BRIEF 1 - In the rows, take the stretch from the line containing "target: dog's tail" through the end of the rows and rewrite it with "even-odd" changed to "nonzero", keeping everything else identical. Return only those lines.

Tuesday 9 March 2010

the churches: a distributed network

I have been re-reading an old book on the origins of the internet. It is called ‘where wizards stay up late’ and is fascinating glimpse into how things happened from the beginning. When I first read it I was struck by several similarities with the efficiency of the net which paralleled the early churches. What? you say, the internet? Yes, let me explain. One of the tragedies of the church history is the way in which the simple and flexible pattern of the Acts’ years so quickly ossified into monarchical bishops and the Roman catholic church. The developed organisation of the churches was a control feature implemented by the leaders in the early years of the 2nd century. To compare the earlier networking of the churches with the structures or polity of the church in the 2nd century is deeply distressing. By the time Ignatius of Antioch is writing letters, just 30 years or so after John, he is strongly advocating a single monarchical bishop who rules over a territory and controls who is ‘in’ or ‘out’. ‘the bishop is as Christ’ says Ignatius. ‘Do nothing without the bishop’ says Ignatius. No baptisms, breaking of bread, are to take place without the bishop. Often those ‘controls’ were with the intention of keeping the flocks safe, but they created a hierarchical dependence which ruined the simple pattern of the earlier churches.

The churches became what the early internet people would have called a ‘decentralised network’ and finally became a ‘centralised network’ in the Roman Catholic structure. Let me see if I can explain. In a centralised network we would have a central hub and from that hub would spread out clusters of other points. Yet, each of those points would be organically connected to the centre hub rather than to each other. In this way the central hub would control all the satellites but a disaster at the hub would wipe out the whole thing. It is an extremely vulnerable set up although one perfectly designed to control all the satellites. So the Vatican would control all the other churches and all the other churches would be dependent upon the church at the centre of the hub. All authority is derived from the central hub which controls all the parts.

Now imagine a situation in which that central hub spawns other hubs which in turn have their own satellites. If one of these hubs goes down all its own satellites will go down but the rest of the network would survive but in pockets. They will have lost their overall communication but each little hub will still be able to control its own satellites. The result will be that we now have scattered clusters which are no longer connected to other scattered clusters. The system where the central hub spawns other central hubs is called a ‘decentralised network’ and is effectively what happens in a denomination. Each little group is self contained and like finches on a island are likely to develop their own unique features...or idiosyncrasies. Effectively each little cluster has become its own ‘centralised network’ and lost the input from all the other centres.

BRIEF 2 - Copy the stretch of the post on the churches as a distributed network from "The churches became" through "all the parts." word for word.

DATASET EXCERPTS -
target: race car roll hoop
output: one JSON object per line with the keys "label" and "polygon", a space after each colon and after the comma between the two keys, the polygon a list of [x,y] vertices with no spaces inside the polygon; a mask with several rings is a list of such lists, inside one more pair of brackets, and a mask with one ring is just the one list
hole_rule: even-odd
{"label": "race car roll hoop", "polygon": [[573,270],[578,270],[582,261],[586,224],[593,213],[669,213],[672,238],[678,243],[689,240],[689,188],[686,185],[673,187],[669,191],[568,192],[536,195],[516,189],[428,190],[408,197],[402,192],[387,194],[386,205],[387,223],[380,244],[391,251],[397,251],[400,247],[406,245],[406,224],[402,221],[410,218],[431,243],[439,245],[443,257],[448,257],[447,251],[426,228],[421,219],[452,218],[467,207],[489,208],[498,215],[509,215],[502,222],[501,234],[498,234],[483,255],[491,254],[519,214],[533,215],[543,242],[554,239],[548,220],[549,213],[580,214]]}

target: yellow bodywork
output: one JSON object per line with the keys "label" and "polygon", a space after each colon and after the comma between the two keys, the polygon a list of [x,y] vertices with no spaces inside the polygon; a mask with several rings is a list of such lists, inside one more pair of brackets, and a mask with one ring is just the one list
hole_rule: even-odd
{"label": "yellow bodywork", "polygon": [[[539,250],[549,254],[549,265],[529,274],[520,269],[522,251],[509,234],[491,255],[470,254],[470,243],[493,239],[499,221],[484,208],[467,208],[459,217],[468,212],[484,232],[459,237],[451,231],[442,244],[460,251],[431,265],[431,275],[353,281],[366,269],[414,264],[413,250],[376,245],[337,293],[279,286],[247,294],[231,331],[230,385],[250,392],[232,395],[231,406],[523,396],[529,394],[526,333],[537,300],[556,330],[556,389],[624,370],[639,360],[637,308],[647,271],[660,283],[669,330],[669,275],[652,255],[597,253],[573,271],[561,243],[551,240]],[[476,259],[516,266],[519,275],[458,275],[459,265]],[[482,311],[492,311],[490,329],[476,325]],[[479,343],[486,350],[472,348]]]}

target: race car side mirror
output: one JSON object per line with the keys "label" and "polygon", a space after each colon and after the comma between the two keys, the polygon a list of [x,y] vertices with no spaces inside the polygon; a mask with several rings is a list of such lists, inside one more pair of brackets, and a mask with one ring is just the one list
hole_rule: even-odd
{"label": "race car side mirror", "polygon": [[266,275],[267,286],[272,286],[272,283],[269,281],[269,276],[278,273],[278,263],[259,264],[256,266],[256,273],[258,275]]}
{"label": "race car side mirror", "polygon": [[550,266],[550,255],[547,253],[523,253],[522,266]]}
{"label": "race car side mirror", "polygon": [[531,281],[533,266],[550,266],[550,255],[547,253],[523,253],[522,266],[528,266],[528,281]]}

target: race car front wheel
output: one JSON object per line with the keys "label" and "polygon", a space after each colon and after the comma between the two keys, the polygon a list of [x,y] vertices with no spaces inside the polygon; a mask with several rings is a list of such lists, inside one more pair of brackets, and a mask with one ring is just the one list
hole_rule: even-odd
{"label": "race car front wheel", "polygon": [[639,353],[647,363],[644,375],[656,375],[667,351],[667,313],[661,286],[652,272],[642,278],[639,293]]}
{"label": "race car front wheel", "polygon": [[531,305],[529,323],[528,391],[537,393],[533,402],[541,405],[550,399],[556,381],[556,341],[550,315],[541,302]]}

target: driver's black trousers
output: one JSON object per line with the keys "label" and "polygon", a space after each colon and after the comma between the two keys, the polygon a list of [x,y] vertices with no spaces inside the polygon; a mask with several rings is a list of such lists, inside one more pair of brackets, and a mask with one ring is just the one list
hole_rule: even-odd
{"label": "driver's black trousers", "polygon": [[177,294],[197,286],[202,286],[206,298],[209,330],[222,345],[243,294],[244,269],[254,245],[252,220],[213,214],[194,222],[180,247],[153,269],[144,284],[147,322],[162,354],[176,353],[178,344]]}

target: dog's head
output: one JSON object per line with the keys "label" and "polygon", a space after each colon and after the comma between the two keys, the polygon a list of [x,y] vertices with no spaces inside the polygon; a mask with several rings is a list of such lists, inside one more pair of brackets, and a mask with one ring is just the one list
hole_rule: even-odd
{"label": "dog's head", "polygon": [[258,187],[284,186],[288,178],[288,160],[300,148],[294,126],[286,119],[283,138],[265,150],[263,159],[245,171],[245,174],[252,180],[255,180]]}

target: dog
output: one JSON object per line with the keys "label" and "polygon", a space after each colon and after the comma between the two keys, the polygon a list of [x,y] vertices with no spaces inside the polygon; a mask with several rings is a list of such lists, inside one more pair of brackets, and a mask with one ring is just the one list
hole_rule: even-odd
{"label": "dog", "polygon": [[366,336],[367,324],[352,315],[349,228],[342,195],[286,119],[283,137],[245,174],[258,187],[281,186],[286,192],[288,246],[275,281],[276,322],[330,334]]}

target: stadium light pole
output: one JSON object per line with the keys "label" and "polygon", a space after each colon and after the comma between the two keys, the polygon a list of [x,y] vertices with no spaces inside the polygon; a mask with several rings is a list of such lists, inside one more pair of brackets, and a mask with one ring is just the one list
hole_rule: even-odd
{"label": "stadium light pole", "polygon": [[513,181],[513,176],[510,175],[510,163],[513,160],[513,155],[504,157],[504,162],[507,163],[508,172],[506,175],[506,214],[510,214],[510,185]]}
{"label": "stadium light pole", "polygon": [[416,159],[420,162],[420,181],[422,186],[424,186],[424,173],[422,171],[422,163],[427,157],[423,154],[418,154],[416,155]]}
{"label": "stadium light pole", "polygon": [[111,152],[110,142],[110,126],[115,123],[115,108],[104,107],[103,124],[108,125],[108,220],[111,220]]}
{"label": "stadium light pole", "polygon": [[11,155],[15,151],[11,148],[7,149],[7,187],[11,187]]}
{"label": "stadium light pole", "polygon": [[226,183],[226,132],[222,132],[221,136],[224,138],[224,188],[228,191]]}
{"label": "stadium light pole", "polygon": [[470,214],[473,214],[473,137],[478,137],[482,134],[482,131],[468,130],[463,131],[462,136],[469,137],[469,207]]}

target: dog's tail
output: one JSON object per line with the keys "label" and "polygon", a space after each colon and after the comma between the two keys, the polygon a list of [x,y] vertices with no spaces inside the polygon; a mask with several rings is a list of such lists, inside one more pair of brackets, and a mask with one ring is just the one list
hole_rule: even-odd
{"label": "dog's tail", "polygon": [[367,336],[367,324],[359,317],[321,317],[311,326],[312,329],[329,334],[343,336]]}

WRITTEN ANSWER 1 -
target: dog's tail
output: one JSON object per line with the keys "label" and "polygon", a space after each colon and after the comma between the two keys, the polygon a list of [x,y] vertices with no spaces inside the polygon; a mask with several rings is a list of such lists, inside one more pair of brackets, and a mask with one ring is just the one list
hole_rule: nonzero
{"label": "dog's tail", "polygon": [[367,336],[367,324],[359,317],[321,317],[311,326],[312,329],[329,334],[343,336]]}

WRITTEN ANSWER 2 -
The churches became what the early internet people would have called a ‘decentralised network’ and finally became a ‘centralised network’ in the Roman Catholic structure. Let me see if I can explain. In a centralised network we would have a central hub and from that hub would spread out clusters of other points. Yet, each of those points would be organically connected to the centre hub rather than to each other. In this way the central hub would control all the satellites but a disaster at the hub would wipe out the whole thing. It is an extremely vulnerable set up although one perfectly designed to control all the satellites. So the Vatican would control all the other churches and all the other churches would be dependent upon the church at the centre of the hub. All authority is derived from the central hub which controls all the parts.